Written exercise ::
What follows is a set of records; repeat all of them exactly.

** Begin Given records **

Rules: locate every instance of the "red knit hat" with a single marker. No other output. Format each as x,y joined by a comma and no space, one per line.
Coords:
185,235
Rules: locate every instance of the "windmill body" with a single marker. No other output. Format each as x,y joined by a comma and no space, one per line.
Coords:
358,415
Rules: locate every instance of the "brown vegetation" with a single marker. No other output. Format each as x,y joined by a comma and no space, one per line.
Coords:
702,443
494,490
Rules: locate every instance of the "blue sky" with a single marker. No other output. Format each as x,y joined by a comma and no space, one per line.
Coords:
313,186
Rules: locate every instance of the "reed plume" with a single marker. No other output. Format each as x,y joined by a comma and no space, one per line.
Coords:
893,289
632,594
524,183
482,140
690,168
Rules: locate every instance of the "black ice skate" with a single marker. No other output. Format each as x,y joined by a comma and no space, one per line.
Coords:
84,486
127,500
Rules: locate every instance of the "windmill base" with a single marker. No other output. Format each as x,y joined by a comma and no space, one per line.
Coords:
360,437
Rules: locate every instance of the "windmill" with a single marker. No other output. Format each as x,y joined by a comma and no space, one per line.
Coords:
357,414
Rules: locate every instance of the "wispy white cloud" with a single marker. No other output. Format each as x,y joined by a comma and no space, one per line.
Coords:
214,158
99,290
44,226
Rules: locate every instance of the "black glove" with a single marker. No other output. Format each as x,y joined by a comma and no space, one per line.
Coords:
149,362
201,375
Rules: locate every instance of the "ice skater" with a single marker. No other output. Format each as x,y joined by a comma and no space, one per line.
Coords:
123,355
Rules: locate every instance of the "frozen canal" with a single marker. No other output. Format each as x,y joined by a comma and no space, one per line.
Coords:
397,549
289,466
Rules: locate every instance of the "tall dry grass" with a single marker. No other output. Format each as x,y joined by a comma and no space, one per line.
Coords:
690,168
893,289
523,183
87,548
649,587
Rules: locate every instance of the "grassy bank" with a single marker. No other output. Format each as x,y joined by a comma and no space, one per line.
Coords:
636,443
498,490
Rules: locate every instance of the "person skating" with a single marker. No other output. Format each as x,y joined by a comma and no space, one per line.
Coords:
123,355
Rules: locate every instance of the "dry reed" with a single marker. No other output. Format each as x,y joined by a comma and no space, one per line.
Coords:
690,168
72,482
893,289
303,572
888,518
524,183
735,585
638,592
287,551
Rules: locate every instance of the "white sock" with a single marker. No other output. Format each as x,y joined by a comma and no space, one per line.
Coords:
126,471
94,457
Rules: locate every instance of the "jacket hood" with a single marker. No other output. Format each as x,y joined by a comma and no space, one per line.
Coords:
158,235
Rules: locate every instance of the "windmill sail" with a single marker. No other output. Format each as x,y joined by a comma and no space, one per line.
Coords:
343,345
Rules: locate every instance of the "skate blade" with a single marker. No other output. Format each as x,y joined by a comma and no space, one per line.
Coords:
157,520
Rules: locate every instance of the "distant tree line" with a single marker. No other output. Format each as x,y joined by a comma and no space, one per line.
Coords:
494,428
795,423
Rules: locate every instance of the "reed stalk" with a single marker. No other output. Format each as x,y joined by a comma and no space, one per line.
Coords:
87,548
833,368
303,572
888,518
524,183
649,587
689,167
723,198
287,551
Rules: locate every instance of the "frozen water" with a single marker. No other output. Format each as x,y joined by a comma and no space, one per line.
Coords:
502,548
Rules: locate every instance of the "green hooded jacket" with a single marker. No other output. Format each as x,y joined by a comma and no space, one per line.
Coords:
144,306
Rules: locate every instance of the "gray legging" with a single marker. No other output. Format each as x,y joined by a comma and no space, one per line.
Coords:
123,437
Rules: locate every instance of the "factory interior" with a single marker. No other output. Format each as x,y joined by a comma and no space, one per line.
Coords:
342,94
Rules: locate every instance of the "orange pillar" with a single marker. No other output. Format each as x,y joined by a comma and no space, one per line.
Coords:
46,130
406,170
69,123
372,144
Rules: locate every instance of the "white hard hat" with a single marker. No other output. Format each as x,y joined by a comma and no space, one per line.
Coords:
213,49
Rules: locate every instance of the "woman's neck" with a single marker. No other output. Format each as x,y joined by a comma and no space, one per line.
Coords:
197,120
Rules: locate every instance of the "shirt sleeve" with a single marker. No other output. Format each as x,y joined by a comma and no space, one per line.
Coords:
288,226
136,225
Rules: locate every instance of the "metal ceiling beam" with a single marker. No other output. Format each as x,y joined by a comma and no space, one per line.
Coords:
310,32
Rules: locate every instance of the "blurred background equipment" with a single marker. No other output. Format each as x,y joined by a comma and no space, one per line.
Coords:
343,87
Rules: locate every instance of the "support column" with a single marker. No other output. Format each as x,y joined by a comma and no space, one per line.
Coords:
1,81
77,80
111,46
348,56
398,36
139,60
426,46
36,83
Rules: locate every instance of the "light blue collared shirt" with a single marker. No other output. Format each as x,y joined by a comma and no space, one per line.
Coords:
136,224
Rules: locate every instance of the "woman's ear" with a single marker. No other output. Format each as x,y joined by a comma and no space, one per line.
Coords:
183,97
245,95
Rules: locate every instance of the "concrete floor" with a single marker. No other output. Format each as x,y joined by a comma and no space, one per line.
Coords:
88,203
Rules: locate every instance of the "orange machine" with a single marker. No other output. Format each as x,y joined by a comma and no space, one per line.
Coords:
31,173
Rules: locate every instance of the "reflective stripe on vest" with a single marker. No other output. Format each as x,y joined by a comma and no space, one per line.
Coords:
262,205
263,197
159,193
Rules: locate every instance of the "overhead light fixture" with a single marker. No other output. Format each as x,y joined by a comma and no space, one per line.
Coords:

** End Given records **

Solved exercise ::
Rules: locate every instance of the "red knit hat" with a single marker. No other output. Format each as x,y joined by a comma and no space, one per line.
Coords:
185,235
Rules: locate every instance of the "windmill body" with a single marker. No other output. Format each as x,y joined by a comma and no space, one per line.
Coords:
358,415
Rules: locate every instance of the "brown vegetation" with a single marker. No other output. Format each as x,y joined by a comma and no space, one per line.
Coords:
702,443
494,490
Rules: locate every instance of the "blue sky" with a single marker. No other output. Format each as x,y joined by a comma and no space, one per line.
Coords:
313,186
Rules: locate every instance of the "reed plume" with a single marker. No other output. Format each as x,y joined by a comma and no space, one per line.
Coords:
893,289
632,594
524,183
482,140
690,168
Rules: locate every instance of the "black ice skate" with a single marker. No other output. Format each as x,y joined by a comma and no space, one per line.
Coords:
84,486
127,500
Rules: locate every instance of the "windmill base" with a single marker. No other output. Format each as x,y joined by a comma and no space, one per line.
Coords:
360,437
Rules: locate every instance of the "windmill" with a single marker. No other output. Format each as x,y joined by a comma and no space, one per line.
Coords:
357,414
Rules: locate every instance of the "wispy white cloud" with a single marker. No other output. Format each as x,y joined by a comma and no space, one per line.
Coords:
214,158
99,290
44,226
Rules: locate every instance of the "black glove" with a single marker. No other output. Format each as x,y joined by a comma and no space, one per line.
Coords:
149,362
201,375
Rules: locate every instance of the "ice skater" with a single marker. No other output. Format each as x,y joined by a comma and no space, one per line.
Coords:
123,355
Rules: locate every instance of the "frozen canal" with a single marker. No other output. Format each as x,y joined by a comma and no space, one per line.
Coords:
397,549
289,466
Rules: locate every instance of the "tall dry grass" with a single marker. No other output. Format each as x,y joined by a comma and no space, one per line.
Coords:
690,168
893,289
523,183
87,548
649,587
Rules: locate every instance of the "grassy bank" with a single marker. No other output. Format each as x,y joined by a comma and no space, one per line.
Coords:
636,443
498,490
Rules: locate every instance of the "person skating" with a single marker. No other output. Format each as x,y joined by a comma and no space, one per line.
Coords:
123,355
Rules: locate every instance of the "dry reed" with a single marker. No other output. Format each as x,y joined by a comma and no space, one per line.
Coords:
690,168
72,482
893,289
303,572
888,518
524,183
735,585
638,592
287,551
Rules: locate every instance of the "white sock" with a single marker. No other output. Format each as x,y joined by a comma and no space, one per line.
Coords:
126,471
94,457
Rules: locate every instance of the "jacket hood" with a single marker. No other output. Format each as x,y joined by a comma and no space, one per line.
Coords:
158,235
Rules: locate every instance of the "windmill sail" with a single marker. No other output. Format each as x,y joined by a comma and no space, one per line.
Coords:
343,345
Rules: locate every instance of the "skate blade" with a single marker. No other output. Format each as x,y joined by a comma and no space, one per line.
Coords:
157,520
Rules: locate every instance of the "distant tree line" with a single marker. No other output. Format each as x,y joined by a comma and no space, one per line.
Coords:
494,428
795,423
Rules: locate every instance of the "reed stalk" with a single marker. No other output. Format each as x,y joined by a comma and no space, one per line.
Coords:
87,548
833,368
303,572
888,518
524,183
649,587
689,167
723,198
287,551
Rules: locate every instance of the "frozen water" with a single marker. No other output. Format each as x,y joined by a comma and no space, one per line.
Coords:
502,548
Rules: locate every instance of the "green hooded jacket" with a single marker. No other output. Format each as x,y joined by a comma and no space, one per line.
Coords:
144,306
Rules: locate every instance of the "gray legging" with a single marker. No other output. Format each as x,y joined by a comma and no space, one per line.
Coords:
123,437
Rules: locate every instance of the "factory interior" with a single marker. No other output. Format each as x,y joined by a comma and no space, one per line.
Coords:
342,94
Rules: locate every instance of the "orange pillar" with a single marker. No other output. Format each as x,y joined by a comma and no space, one per line.
Coords:
46,130
406,170
69,123
372,144
Rules: locate every instance of the "white hard hat" with a single marker. No other output. Format each as x,y joined by a comma and no space, one per line.
Coords:
213,49
Rules: locate every instance of the "woman's neck" with a single marker. No other output. Format each as x,y joined by a comma and no space, one per line.
Coords:
197,120
Rules: locate every instance of the "shirt sleeve" with a single marker. No other output. Format each as x,y joined by a comma and no space, one per line.
Coords:
288,226
136,225
Rules: locate every instance of the "metal ceiling beam" with a single marker. No other output. Format each as x,y joined by a comma and no space, one per line.
Coords:
310,32
Rules: locate every instance of the "blurred background equipment" with a single marker. No other output. Format each as x,y joined by a comma and no space, one per line.
Coords:
343,87
Rules: locate every instance of the "support column" with a single marker. No other output. Format each as x,y joined by a comma and no space, one per line.
Coords:
1,81
77,80
111,46
348,56
398,36
139,60
426,46
36,83
Rules: locate every instance of the "light blue collared shirt" with a single marker. No other output. Format each as x,y joined by a comma and no space, one per line.
Coords:
136,224
Rules: locate every instance of the "woman's ear" with a single marker. No other output. Format each as x,y joined by a comma and no space, one per line.
Coords:
183,97
245,95
Rules: locate every instance of the "concrete floor" with a single marker. No other output. Format each as x,y joined by a comma and no space, one per line.
Coords:
88,203
Rules: locate every instance of the "orange machine" with a single marker. No other output. Format each as x,y joined by a comma and no space, one per line.
Coords:
31,173
Rules: locate every instance of the "reflective stripe on vest" with a single marker. No other output. Format each as x,y joined by a comma and no space, one per line.
Coords:
262,205
263,197
159,193
Rules: locate every instance of the "overhead light fixture" with a single marker. No other output. Format each as x,y joined by a comma and no space, one per line.
Coords:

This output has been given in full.